*Exercise details*: Make an exact copy of all the entries, but do not reproduce the pictures.

(Coordinate labeling data)
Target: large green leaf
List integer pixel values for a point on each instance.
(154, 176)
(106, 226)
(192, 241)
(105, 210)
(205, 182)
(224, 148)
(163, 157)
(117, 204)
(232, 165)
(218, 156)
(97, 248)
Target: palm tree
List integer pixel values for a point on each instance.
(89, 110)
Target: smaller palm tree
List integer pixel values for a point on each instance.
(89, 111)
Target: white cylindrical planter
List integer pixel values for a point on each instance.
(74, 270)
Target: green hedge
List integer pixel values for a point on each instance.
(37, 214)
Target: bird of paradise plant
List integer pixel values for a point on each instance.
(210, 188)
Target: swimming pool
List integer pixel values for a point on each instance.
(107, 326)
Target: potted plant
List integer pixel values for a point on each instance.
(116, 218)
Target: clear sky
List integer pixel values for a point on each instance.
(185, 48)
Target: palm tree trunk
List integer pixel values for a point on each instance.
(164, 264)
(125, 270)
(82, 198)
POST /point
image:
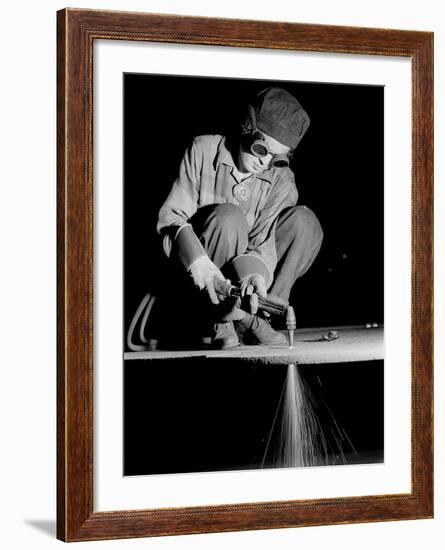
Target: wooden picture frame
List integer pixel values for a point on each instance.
(77, 31)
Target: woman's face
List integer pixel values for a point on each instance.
(250, 163)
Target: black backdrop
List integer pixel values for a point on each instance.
(338, 169)
(193, 416)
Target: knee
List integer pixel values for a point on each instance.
(229, 216)
(302, 221)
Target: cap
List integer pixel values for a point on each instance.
(279, 115)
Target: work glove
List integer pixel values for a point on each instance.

*Reply to the exercise*:
Target: large green leaf
List integer pixel values for a point on each instance.
(154, 176)
(106, 226)
(192, 241)
(105, 210)
(205, 182)
(224, 148)
(163, 157)
(117, 204)
(232, 165)
(218, 156)
(97, 248)
Target: palm tree
List integer pixel values for a point on each instance.
(89, 110)
Target: smaller palm tree
List integer pixel values for a point on each instance.
(89, 111)
Target: white cylindrical planter
List integer pixel values for a point on each instance.
(74, 270)
Target: green hedge
List integer pixel values for a point on each instance.
(37, 214)
Target: bird of paradise plant
List integer pixel values for a point on each instance.
(210, 188)
Target: swimming pool
List integer pixel values for a point on each instance.
(107, 326)
Target: potted plant
List integer pixel values for a point on each instance.
(116, 218)
Target: clear sky
List integer pixel values for a point on each instance.
(185, 48)
Target: palm tree trunk
List integer pixel values for a point on each instance.
(164, 264)
(125, 270)
(82, 198)
POST /point
image:
Target: wooden picture frame
List integer pixel values for a point on each instance.
(77, 31)
Target: woman's face
List integer pixel values for a point on each instance.
(250, 163)
Target: black backdrop
List integer pixel values for a point on each instance.
(338, 169)
(193, 416)
Target: knee
List integer pixel values for a point on each instance.
(229, 216)
(302, 221)
Target: cap
List integer pixel values for a point on each instance.
(279, 115)
Target: work glove
List integer pixel values for a point on each instance.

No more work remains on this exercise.